**Required work:**
Reproduce the lines below verbatim, starting with the line that contains "form: [144, 197]." and continuing through the last line.

-------- Records for this task --------

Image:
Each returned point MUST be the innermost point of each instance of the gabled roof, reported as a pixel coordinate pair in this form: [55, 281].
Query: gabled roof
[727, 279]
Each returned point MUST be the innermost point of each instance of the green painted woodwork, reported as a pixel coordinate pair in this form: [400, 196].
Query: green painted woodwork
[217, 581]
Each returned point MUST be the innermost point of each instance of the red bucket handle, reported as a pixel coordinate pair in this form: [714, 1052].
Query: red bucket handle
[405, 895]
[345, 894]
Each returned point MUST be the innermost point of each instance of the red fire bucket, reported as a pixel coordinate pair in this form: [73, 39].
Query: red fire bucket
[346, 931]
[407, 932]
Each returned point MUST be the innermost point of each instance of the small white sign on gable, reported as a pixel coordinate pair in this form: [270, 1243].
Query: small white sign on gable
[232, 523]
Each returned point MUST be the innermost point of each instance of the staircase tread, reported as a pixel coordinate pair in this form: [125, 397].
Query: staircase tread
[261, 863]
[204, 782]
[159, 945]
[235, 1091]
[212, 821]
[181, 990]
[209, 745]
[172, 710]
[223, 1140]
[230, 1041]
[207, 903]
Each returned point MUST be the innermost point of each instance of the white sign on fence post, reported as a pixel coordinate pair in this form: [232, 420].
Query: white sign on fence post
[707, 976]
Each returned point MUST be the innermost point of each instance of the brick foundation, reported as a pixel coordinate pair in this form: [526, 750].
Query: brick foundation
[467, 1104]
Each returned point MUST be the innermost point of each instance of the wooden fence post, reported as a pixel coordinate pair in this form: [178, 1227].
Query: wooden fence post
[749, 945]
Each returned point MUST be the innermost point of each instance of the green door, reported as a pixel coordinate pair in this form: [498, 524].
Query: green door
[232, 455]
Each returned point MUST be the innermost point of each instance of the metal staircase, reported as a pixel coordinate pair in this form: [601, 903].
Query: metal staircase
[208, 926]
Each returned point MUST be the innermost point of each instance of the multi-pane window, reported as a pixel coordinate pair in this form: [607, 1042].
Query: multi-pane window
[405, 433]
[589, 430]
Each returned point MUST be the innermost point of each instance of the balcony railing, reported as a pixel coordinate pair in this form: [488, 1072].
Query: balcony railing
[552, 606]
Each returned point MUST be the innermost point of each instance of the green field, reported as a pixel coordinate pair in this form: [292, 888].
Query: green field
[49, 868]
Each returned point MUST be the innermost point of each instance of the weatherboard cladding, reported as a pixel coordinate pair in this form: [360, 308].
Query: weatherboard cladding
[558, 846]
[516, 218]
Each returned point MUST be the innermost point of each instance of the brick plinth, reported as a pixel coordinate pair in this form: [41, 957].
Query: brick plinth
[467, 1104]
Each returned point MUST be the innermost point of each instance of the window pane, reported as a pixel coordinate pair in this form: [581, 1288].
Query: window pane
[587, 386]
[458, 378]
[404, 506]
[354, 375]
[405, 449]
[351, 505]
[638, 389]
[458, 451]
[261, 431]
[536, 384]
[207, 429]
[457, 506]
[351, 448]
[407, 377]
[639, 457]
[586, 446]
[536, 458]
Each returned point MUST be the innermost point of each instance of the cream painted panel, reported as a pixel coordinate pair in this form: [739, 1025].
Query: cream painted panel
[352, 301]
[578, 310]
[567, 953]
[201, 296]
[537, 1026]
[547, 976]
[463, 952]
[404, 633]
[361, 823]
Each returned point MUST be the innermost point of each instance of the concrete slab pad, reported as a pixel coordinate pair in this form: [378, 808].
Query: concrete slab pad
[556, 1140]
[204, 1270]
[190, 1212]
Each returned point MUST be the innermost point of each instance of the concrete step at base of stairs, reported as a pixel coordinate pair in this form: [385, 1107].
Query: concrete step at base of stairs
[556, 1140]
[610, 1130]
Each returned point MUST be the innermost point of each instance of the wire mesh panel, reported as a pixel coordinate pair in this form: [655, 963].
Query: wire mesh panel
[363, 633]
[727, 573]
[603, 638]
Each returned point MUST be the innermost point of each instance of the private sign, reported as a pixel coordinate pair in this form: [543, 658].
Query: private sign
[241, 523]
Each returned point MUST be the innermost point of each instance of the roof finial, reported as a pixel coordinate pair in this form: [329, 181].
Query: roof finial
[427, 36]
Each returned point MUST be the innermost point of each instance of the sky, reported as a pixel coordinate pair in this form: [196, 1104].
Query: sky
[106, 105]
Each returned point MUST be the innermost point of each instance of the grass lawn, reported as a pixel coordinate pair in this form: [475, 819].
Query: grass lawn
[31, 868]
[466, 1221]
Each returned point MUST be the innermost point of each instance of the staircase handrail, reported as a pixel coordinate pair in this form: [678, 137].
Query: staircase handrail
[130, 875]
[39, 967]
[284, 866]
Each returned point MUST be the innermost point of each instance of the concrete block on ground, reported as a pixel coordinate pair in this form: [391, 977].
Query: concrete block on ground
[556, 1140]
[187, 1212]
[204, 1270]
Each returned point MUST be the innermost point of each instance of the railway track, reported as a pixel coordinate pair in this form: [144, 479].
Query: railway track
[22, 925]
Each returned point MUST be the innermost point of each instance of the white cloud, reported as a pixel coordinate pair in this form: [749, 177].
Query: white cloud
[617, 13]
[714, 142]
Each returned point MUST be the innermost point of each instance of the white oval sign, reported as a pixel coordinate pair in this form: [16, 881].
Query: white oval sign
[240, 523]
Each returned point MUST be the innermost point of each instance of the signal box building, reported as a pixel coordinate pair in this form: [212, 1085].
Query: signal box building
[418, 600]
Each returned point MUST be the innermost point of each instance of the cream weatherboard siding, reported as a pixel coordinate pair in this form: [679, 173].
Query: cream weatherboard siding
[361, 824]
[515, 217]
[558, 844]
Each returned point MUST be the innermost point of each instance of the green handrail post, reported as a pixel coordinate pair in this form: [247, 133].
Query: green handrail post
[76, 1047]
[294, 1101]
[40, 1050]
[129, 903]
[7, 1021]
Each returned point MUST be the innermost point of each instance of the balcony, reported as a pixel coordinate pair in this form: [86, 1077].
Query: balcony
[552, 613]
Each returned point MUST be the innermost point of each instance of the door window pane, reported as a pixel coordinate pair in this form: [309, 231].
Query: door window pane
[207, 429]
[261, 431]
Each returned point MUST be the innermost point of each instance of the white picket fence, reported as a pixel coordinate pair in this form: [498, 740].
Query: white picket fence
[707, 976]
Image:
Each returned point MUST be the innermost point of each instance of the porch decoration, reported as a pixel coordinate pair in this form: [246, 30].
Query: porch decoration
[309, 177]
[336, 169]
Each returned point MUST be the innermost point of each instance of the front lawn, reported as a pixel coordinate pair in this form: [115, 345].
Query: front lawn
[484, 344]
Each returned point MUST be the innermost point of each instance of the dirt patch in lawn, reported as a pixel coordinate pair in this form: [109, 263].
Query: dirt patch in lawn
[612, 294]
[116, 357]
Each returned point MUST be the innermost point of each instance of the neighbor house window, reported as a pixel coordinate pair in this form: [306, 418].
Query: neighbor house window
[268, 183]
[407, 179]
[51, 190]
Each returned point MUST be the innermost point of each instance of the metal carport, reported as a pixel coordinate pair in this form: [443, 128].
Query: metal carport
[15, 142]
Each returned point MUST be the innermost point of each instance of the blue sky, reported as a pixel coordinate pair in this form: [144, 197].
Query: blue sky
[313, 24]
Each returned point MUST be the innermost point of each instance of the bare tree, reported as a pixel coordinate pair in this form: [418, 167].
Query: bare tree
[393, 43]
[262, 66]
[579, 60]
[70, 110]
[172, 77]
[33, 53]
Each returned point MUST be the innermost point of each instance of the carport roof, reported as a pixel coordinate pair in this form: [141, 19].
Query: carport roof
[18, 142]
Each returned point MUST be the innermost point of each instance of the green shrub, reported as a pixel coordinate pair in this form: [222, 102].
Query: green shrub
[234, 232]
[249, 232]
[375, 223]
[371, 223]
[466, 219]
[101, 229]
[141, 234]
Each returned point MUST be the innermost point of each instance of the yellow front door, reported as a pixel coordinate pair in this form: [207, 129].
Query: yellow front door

--------

**Answer:**
Each returned point MUST be the innermost point of each instance of the blue sky, reported as a pixel coordinate pair in this form: [144, 197].
Query: blue sky
[313, 24]
Each returned point MUST be the innermost point of each instance of the bare tree, reported as a pixel coordinate pair in this form: [418, 167].
Query: bare tree
[393, 43]
[262, 66]
[579, 60]
[70, 110]
[172, 77]
[33, 53]
Each returned point MUST be the innermost point of each instance of the carport roof, reported as a pixel coordinate pair in this form: [141, 19].
Query: carport roof
[18, 142]
Each returned point MUST be the innermost point of each instance of the green shrub, reported as a pixel coordinate pair in this form: [222, 102].
Query: green shrub
[234, 232]
[249, 232]
[375, 223]
[371, 223]
[466, 219]
[101, 229]
[141, 234]
Each returned point MUST be the innermost point of each instance of the yellow front door, reported as a pixel coordinate pair in this form: [207, 129].
Query: yellow front door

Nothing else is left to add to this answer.